** Start **

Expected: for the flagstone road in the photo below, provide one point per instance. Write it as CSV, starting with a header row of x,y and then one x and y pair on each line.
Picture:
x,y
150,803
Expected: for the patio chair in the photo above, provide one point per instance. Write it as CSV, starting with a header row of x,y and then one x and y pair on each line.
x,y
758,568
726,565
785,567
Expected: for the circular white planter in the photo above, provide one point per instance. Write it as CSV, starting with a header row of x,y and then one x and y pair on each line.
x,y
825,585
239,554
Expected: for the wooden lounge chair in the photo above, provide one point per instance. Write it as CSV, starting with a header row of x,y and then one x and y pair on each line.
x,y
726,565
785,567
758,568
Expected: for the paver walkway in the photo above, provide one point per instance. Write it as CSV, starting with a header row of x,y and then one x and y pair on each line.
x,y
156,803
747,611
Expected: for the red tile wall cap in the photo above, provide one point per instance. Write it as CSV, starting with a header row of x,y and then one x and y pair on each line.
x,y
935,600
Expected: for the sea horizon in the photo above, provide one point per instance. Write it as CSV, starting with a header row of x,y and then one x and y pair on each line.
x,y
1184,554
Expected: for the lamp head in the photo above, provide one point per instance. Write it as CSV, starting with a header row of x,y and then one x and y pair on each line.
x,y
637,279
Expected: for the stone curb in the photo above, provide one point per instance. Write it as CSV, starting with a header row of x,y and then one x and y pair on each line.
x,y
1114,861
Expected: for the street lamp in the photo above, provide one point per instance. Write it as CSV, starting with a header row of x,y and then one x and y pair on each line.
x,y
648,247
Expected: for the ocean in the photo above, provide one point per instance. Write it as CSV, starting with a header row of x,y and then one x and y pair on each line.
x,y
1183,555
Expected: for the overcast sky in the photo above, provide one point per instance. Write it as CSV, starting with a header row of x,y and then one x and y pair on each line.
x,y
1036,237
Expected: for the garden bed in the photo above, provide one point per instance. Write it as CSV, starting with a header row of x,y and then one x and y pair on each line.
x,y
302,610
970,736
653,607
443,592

** End **

### Task
Print all of the entries above again, word for word and unchanged.

### Correct result
Expected: for the flagstone road in the photo below, provide one point per instance. Write it as CSV, starting with a header row of x,y and then one x and y pair on each line.
Picture:
x,y
150,803
Expected: for the patio chair in the photo above, provide one point per instance. Write it as CSV, starting with a header row of x,y and then one x and y pair on each line.
x,y
758,568
726,565
785,567
Expected: for the circular white planter in the photo above, provide one point per instance. Write it as CSV, starting with a header row of x,y and then one x and y pair on each line.
x,y
825,585
239,554
Expected: for the wooden lounge chair in the photo above, provide one point per instance. Write it as CSV, starting with a header row of x,y and then one x and y pair on each line.
x,y
726,565
785,567
758,568
Expected: for the paver walkway in the photo above, provide one point per instance. Write it as CSV, starting with a header row of x,y and then one x and y pair on each line.
x,y
156,803
747,611
Expected: for the red tile wall cap in the photo above, provide one point per instance. Write it as CSV, starting with a header row of x,y and then one x and y pair on each line.
x,y
935,600
Expected: for the sea horizon in the photo above, provide one point per instance. Write it as CSV, starting with a header row of x,y and then one x and y pair on each line.
x,y
1184,554
Expected: for the lamp head in the photo above, provide one point per instance. Write it as CSV, starting with a header row of x,y and then one x and y pair on each line.
x,y
637,279
Expected: for the stone curb in the photo above, provide one point per instance. Write it as CSV, starting with a header row of x,y and then one x and y pair on each line.
x,y
1114,861
Expected: for the street lamp in the photo above, provide one point per instance. Write it as CSV, starting with a header row of x,y and then one x and y pair on each line.
x,y
648,247
Expected: for the ocean in the photo above, provide one point per instance. Write it as CSV, starting with a header row of x,y and then one x and y pair on each line.
x,y
1183,555
Expected: for the overcast sky in the photo above, provide one point per instance. Write it as CSV, starting with a header row of x,y and then one x and y pair on each line.
x,y
1036,237
Expected: for the garden bed in the photo above, provide one point per instance. Write it as CSV, starting with a header row of x,y and then one x and y pair on each line.
x,y
302,610
970,736
653,607
443,592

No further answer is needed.